▶ **Required task**
Repeat the records starting at the line that contains "of the hazy" and ending after the line that contains "[[142, 142]]", changing "hazy sky" to "overcast sky" and leaving everything else as is.
** START Supplied data **
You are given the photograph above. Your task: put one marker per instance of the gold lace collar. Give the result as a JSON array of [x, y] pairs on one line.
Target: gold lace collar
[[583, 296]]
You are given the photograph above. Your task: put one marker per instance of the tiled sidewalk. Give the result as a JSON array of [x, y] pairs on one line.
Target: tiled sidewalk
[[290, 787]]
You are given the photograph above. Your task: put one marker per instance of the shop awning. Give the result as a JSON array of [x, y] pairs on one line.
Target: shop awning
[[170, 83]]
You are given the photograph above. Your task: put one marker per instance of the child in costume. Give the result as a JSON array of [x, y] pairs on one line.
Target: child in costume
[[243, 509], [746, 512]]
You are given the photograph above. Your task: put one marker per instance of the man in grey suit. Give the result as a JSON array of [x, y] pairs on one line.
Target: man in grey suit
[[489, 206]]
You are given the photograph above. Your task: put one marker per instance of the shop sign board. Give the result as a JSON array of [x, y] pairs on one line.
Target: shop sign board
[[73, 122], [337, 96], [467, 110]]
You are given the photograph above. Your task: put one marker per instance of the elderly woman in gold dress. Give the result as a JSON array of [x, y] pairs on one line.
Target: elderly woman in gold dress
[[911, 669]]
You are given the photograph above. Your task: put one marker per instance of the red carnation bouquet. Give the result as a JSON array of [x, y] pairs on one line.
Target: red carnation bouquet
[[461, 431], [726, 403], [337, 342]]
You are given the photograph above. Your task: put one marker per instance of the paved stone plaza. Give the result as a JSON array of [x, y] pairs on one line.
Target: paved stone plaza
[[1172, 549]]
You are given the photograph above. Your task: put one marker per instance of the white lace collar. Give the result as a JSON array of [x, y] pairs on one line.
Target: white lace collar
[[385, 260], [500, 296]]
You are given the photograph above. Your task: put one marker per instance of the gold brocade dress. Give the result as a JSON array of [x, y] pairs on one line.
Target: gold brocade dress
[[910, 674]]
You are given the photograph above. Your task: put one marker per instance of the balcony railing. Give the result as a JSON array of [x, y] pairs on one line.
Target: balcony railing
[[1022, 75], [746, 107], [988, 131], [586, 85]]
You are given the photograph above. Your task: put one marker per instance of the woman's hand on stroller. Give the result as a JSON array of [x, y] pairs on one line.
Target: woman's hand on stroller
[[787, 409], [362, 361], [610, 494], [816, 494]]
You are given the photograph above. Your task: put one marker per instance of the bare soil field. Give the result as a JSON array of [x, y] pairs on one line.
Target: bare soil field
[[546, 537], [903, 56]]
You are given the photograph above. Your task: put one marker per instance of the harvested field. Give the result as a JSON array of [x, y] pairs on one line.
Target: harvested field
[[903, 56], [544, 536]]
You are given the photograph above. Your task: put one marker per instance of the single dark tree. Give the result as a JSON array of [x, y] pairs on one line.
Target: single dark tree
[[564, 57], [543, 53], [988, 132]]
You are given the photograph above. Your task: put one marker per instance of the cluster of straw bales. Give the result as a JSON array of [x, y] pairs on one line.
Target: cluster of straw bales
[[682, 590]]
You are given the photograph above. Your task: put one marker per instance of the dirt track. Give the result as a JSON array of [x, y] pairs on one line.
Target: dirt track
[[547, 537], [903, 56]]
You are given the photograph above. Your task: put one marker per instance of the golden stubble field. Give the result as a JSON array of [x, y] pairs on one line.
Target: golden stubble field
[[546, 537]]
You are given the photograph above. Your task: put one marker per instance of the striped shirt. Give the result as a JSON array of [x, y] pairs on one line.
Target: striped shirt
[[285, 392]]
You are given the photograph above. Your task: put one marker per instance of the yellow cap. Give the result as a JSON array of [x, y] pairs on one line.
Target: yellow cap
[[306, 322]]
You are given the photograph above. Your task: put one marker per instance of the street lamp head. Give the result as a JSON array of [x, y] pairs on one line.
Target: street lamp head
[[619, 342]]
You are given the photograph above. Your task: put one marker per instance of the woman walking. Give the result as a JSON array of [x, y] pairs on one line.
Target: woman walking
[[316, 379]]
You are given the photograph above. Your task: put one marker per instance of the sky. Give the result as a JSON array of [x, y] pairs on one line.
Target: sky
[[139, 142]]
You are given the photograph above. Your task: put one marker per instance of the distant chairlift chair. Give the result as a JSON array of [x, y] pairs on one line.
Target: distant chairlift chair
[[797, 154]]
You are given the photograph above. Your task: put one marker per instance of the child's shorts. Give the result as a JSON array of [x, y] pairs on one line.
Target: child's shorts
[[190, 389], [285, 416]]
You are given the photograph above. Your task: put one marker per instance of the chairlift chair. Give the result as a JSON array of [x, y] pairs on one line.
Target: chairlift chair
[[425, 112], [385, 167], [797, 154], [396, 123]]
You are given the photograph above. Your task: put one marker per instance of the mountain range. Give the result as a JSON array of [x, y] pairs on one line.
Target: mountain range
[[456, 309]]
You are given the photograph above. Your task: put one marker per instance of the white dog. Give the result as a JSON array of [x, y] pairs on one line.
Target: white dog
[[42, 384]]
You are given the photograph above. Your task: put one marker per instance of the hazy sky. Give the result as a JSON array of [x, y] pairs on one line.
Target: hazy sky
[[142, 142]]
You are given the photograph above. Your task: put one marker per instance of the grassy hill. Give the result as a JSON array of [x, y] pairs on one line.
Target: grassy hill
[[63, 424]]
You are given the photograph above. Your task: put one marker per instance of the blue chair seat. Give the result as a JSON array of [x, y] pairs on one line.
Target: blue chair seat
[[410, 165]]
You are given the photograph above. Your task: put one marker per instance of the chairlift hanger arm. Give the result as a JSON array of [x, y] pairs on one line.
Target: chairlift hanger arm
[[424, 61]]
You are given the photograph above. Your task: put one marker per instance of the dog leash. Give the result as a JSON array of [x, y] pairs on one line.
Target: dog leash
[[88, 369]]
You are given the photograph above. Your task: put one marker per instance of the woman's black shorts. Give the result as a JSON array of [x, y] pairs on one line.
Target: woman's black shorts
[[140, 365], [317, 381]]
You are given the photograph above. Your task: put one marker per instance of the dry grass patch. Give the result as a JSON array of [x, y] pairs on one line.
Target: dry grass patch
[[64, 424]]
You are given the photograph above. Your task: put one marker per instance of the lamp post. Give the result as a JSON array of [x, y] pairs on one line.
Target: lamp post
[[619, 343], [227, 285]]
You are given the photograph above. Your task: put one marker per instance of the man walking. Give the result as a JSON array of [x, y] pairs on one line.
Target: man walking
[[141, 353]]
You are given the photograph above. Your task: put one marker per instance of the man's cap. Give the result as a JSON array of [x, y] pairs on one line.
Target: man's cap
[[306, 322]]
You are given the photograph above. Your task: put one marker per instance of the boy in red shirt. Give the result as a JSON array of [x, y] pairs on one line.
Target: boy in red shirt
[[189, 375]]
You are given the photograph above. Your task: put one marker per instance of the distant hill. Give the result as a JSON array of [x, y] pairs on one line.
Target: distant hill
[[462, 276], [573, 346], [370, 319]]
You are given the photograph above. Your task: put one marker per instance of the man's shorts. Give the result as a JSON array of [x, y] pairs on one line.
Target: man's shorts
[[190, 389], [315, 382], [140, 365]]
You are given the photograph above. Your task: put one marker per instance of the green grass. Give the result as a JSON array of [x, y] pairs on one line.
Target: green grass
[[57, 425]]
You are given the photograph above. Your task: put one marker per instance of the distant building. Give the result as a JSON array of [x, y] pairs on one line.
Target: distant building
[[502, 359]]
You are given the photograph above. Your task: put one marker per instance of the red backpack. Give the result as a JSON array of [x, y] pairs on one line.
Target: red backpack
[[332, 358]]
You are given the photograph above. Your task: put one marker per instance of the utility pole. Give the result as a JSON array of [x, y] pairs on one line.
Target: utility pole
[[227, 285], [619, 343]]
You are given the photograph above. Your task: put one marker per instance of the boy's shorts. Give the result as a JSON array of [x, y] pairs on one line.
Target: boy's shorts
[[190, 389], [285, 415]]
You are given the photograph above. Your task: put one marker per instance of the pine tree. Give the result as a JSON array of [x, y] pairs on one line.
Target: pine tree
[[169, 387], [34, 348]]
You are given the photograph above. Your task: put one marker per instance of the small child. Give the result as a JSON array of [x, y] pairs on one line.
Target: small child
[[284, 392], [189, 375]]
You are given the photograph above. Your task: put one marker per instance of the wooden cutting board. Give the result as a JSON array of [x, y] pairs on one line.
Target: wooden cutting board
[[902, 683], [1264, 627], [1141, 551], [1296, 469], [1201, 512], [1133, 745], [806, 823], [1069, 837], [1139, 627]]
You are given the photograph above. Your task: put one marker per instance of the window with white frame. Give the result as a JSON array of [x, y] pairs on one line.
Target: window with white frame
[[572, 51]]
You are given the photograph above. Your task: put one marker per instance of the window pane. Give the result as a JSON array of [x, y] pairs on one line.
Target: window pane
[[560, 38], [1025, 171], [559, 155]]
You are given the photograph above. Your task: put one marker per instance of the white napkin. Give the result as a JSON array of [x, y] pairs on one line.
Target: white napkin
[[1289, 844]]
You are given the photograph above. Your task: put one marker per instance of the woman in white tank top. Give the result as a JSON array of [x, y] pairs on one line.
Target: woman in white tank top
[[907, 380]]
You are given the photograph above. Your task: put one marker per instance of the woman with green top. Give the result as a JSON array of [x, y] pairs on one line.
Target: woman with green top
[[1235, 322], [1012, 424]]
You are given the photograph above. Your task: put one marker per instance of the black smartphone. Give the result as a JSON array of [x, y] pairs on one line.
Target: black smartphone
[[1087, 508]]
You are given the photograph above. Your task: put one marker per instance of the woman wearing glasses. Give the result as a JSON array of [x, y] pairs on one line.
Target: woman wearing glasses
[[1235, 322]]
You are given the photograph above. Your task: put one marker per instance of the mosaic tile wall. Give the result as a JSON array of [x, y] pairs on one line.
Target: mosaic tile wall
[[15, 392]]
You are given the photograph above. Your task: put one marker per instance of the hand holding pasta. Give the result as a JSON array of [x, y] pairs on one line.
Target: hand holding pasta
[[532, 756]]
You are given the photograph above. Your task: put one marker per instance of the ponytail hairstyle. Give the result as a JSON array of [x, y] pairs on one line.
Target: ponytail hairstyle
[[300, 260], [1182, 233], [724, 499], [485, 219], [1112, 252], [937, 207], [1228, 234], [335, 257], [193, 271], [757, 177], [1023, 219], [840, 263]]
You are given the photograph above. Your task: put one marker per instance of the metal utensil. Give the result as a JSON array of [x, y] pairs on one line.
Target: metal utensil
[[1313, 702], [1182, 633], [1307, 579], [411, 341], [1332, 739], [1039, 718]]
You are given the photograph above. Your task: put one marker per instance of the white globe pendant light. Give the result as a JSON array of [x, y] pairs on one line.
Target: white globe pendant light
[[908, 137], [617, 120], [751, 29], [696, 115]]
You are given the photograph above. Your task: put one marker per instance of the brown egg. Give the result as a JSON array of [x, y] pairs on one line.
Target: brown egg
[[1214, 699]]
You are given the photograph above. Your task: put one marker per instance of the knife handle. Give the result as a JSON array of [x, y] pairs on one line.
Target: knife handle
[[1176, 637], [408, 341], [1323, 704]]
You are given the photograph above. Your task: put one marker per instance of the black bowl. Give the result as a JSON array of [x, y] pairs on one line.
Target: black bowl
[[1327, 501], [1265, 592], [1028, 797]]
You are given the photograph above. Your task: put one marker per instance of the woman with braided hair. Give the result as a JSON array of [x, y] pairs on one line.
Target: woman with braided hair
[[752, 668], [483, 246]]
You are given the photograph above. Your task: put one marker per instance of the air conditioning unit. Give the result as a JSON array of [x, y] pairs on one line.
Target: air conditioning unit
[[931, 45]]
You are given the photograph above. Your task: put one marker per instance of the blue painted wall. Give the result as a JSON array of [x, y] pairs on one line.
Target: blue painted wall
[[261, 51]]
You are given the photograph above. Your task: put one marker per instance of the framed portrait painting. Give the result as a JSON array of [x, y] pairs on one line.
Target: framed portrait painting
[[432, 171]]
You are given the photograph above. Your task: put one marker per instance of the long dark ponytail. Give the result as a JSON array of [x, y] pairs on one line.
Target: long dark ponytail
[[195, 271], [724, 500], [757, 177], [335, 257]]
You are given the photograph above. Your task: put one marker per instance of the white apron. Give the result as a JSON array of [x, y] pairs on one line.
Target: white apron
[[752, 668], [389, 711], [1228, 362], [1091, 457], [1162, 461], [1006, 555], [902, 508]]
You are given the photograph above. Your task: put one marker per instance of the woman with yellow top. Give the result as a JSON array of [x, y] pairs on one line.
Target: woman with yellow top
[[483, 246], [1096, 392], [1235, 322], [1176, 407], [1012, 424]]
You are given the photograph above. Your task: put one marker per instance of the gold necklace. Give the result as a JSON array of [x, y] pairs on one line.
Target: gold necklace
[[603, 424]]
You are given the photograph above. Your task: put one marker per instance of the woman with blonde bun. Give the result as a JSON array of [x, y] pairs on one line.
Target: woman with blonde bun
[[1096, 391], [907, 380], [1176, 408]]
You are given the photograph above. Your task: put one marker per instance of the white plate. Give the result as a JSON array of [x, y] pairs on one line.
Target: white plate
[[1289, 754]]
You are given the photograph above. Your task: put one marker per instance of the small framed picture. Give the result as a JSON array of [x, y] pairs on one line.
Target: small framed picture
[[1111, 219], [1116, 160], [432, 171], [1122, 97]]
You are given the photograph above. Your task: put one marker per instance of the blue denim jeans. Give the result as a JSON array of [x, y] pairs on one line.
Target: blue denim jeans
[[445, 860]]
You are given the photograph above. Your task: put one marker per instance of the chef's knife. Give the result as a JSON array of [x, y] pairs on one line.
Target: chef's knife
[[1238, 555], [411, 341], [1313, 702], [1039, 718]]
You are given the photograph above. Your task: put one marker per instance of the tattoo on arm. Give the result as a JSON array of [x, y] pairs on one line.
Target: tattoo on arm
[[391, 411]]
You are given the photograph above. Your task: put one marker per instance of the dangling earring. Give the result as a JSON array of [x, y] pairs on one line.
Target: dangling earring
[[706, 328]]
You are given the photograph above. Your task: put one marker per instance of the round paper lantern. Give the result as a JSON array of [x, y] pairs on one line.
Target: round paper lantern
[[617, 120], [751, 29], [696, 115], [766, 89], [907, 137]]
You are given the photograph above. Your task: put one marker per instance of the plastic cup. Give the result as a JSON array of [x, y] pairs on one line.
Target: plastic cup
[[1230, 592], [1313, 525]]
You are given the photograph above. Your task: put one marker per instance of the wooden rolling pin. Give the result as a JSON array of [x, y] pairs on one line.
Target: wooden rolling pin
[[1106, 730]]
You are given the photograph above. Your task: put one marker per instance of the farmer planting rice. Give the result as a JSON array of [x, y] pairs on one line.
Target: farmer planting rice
** END Supplied data **
▶ **Worked answer**
You are given the photograph above. Your task: put one marker per instance of the overcast sky. Give the result as a JSON array of [x, y] pairs on one line.
Target: overcast sky
[[142, 142]]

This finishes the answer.